GIVEN PROBLEM: Update the items from the line containing "For each instance of the person" down to the line containing "pixel 72 119", putting "central" wherever "innermost" appears and changing nothing else. Give back only those lines.

PROVIDED RECORDS:
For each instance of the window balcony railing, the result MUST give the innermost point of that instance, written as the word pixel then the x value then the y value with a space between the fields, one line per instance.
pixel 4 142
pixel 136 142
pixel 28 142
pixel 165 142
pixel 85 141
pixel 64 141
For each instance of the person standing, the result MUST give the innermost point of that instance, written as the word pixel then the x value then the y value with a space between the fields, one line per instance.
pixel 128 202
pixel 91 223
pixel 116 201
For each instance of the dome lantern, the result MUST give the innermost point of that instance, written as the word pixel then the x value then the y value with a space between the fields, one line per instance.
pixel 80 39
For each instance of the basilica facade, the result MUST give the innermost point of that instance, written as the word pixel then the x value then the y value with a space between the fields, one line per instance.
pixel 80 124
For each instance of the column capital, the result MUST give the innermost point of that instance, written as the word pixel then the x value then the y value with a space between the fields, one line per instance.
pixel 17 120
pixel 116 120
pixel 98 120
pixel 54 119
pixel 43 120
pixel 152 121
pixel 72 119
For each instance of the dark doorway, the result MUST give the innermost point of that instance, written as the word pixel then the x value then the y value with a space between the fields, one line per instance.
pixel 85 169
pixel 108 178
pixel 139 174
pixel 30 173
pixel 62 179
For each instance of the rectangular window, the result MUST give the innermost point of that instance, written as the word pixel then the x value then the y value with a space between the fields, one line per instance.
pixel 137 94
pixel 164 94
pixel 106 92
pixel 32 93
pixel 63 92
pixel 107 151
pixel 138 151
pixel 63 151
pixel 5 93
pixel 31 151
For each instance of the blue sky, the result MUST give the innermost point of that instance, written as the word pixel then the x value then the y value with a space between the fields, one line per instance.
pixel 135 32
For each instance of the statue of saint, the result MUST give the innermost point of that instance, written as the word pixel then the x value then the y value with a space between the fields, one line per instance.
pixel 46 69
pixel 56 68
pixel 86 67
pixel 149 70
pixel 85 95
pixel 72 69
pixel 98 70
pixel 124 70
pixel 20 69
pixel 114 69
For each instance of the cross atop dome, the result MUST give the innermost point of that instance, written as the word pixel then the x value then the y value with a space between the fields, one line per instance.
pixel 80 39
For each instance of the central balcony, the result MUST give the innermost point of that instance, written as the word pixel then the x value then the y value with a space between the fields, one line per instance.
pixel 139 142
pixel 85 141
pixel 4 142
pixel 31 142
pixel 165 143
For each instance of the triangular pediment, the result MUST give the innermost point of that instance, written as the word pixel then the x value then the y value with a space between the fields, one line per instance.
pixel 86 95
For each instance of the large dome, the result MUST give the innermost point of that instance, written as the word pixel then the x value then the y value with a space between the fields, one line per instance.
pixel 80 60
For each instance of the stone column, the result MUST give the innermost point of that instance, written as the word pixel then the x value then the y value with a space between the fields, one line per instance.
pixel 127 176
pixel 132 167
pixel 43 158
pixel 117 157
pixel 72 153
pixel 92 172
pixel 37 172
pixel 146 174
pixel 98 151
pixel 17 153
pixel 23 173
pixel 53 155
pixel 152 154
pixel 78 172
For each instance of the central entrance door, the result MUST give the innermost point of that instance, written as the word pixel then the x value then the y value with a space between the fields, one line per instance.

SOLUTION TO THE PROBLEM:
For each instance of the person standing, the result MUST give the central point of that instance, written as the word pixel then the x value then the y value with a space between the fields, one line per instance.
pixel 128 202
pixel 91 223
pixel 116 201
For each instance of the dome lantern, the result MUST give the central point of that instance, written as the word pixel then the x value then the y value with a space between the fields, one line per instance.
pixel 80 39
For each instance of the basilica facade, the result MUST give the central point of that instance, written as the word pixel then the x value then the y value with a space between the fields, one line per instance.
pixel 80 124
For each instance of the column capital, the result MUST give the central point of that instance, written as the word pixel then the x value then the y value with a space between the fields, one line per instance.
pixel 17 120
pixel 116 120
pixel 98 120
pixel 54 119
pixel 43 120
pixel 152 121
pixel 72 119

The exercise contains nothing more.